Work required:
How many lines of the listing below contain the word "mountain"? Reply with the number alone.

Provided data:
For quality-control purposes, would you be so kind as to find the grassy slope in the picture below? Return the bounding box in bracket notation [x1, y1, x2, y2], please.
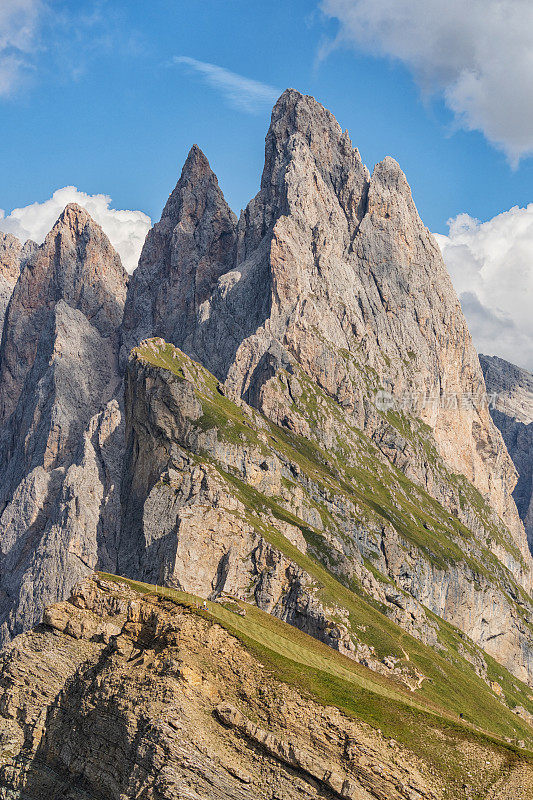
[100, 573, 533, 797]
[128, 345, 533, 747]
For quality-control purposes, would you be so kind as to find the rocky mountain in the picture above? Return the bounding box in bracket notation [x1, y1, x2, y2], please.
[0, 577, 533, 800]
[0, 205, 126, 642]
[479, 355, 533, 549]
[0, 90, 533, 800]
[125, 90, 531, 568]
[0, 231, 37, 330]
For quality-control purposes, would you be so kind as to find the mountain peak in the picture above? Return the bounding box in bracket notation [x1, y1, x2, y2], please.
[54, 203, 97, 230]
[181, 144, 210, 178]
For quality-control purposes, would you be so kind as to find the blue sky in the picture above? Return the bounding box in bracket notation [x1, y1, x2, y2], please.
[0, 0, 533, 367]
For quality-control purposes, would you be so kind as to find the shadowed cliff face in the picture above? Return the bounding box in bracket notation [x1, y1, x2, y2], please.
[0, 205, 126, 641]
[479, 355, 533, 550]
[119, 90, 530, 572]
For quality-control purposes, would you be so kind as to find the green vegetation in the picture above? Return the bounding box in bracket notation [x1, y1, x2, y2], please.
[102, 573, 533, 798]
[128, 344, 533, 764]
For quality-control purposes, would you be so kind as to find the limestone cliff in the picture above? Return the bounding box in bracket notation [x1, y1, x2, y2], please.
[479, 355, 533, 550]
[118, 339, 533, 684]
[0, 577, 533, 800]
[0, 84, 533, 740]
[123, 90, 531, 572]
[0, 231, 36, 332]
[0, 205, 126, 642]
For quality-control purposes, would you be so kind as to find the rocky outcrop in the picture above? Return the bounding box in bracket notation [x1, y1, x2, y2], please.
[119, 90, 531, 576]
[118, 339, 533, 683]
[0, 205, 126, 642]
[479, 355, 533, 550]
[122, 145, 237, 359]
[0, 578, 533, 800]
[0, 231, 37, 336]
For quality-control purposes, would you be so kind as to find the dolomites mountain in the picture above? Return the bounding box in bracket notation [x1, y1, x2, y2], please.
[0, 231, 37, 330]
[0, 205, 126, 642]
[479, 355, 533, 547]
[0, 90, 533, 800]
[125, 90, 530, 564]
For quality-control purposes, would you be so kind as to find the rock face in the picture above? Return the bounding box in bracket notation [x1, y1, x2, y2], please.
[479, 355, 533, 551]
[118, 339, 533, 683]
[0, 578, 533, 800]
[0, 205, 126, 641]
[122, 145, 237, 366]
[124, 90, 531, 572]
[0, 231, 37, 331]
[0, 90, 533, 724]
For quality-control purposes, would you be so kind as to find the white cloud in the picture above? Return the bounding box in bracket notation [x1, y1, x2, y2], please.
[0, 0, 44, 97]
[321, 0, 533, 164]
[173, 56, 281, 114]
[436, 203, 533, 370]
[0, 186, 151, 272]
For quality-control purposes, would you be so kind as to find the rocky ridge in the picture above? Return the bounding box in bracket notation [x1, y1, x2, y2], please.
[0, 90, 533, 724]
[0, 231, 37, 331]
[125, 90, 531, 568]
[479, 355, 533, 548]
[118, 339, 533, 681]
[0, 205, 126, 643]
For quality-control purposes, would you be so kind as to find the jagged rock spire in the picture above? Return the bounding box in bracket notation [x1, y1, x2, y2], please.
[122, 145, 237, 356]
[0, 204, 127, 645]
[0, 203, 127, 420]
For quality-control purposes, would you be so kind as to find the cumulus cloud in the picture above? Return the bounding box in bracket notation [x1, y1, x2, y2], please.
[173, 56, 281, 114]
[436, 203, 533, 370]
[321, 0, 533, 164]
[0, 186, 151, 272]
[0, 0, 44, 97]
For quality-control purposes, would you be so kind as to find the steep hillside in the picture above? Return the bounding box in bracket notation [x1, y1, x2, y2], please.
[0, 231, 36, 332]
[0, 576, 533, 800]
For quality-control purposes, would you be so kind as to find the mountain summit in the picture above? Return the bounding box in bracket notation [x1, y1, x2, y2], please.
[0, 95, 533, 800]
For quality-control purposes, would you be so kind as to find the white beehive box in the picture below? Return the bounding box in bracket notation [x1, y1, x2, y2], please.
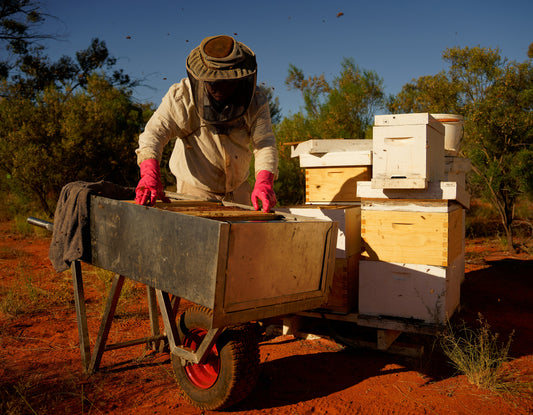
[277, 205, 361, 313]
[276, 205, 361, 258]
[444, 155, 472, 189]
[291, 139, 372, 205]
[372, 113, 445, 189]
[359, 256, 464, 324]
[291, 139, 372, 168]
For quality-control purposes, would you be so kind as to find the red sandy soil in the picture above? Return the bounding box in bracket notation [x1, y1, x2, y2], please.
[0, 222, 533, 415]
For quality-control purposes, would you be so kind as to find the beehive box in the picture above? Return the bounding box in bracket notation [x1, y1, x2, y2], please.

Response below:
4